Image point grounding data:
★ ★ ★ ★ ★ ★ ★

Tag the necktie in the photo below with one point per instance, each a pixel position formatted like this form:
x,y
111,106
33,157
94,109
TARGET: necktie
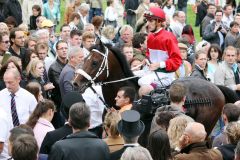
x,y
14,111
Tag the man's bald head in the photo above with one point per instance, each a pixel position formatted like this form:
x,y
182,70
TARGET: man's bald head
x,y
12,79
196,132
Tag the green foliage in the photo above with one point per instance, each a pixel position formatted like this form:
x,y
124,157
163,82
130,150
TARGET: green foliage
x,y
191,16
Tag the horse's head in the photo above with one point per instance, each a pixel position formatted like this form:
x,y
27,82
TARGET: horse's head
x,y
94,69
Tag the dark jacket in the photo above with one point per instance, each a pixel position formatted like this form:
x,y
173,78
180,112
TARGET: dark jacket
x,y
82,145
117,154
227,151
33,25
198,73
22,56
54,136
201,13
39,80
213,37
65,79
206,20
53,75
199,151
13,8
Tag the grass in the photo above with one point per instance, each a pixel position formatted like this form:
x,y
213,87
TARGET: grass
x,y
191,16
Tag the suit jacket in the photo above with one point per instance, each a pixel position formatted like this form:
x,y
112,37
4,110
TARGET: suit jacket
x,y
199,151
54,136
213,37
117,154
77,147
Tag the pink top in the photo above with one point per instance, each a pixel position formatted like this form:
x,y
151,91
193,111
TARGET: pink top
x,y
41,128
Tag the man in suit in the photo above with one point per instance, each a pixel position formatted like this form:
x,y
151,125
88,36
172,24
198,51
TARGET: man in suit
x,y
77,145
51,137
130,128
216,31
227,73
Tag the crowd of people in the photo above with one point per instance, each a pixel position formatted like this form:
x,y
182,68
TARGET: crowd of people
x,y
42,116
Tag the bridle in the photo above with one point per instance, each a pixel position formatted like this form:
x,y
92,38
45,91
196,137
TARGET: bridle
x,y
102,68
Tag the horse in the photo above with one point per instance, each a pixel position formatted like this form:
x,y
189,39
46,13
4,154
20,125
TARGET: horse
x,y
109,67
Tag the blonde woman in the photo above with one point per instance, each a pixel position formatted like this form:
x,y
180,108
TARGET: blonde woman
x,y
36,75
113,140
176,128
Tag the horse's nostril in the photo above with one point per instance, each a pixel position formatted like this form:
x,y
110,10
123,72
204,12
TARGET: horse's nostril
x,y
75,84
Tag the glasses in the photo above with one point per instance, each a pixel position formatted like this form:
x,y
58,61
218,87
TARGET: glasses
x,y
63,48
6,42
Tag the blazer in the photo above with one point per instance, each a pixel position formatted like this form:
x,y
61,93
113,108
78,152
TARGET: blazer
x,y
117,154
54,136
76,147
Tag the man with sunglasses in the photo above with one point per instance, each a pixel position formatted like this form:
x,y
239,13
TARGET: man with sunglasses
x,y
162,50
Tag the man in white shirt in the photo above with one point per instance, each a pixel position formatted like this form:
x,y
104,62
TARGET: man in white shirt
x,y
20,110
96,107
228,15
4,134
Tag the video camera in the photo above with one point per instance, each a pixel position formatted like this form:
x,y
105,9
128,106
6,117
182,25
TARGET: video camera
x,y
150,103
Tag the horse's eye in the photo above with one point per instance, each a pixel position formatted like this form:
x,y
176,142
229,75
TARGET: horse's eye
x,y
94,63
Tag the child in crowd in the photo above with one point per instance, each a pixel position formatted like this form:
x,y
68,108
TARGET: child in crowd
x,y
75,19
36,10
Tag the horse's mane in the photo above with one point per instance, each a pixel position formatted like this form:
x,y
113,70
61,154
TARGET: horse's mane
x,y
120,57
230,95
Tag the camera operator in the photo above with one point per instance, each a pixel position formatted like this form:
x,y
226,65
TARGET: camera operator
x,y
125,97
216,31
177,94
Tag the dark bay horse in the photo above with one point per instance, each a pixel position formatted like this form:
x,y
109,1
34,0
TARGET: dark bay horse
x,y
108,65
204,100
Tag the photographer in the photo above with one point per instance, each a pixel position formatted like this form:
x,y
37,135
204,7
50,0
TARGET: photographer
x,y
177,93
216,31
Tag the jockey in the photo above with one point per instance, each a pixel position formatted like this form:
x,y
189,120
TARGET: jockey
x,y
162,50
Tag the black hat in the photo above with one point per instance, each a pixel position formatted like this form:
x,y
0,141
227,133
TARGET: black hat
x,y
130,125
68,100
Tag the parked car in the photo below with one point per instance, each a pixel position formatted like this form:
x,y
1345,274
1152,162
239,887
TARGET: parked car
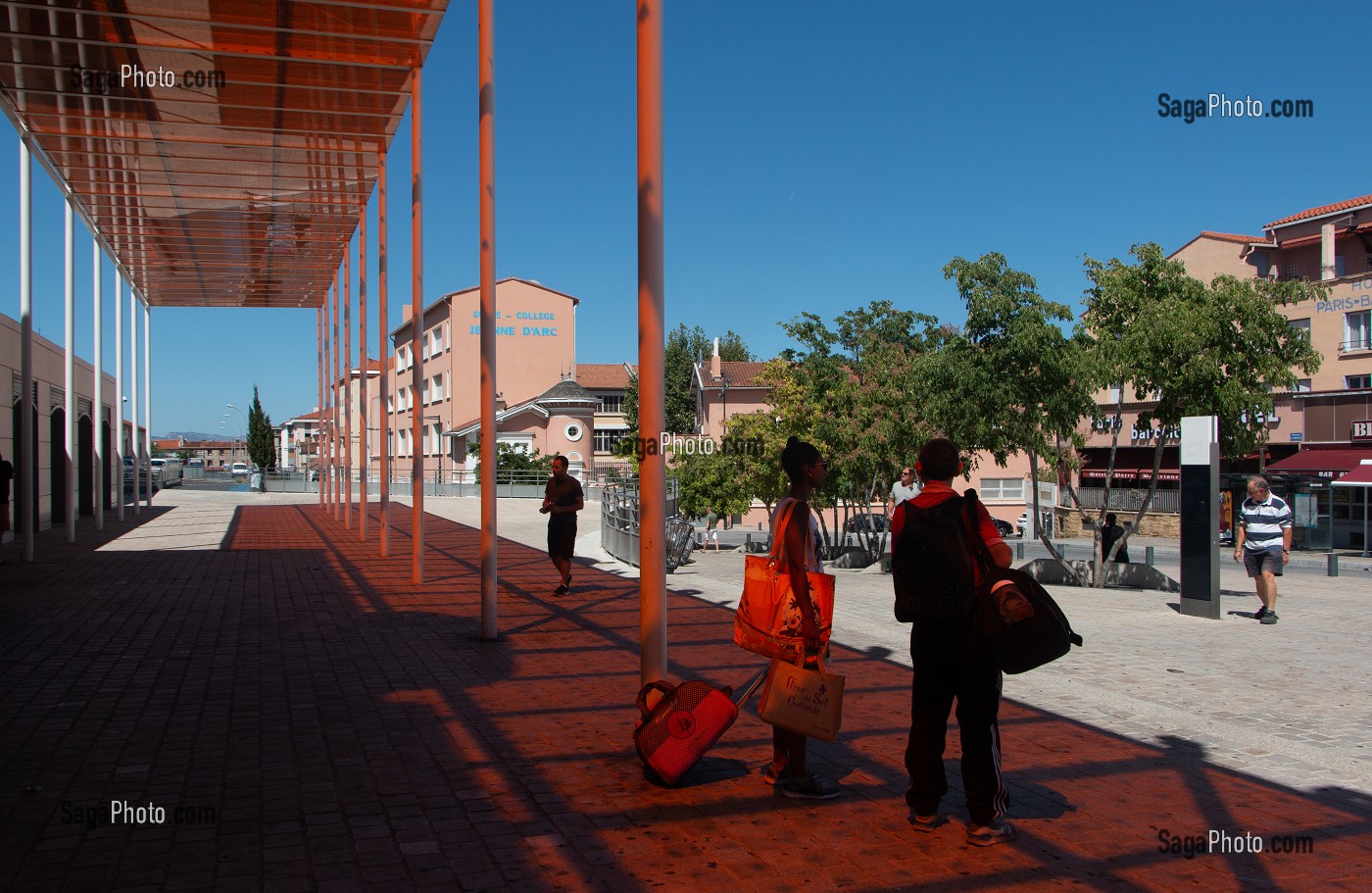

★ ★ ★ ★ ★ ★ ★

Where in the entries above does the word "below" appear? Copy each line that has it.

== OUTPUT FOR THIS TASK ==
Tag the necktie in the photo below with one point per instance, each a pixel position formatted like this form:
Tag the parked car in the photo below with one point per instance, each a pixel position formatted like this form:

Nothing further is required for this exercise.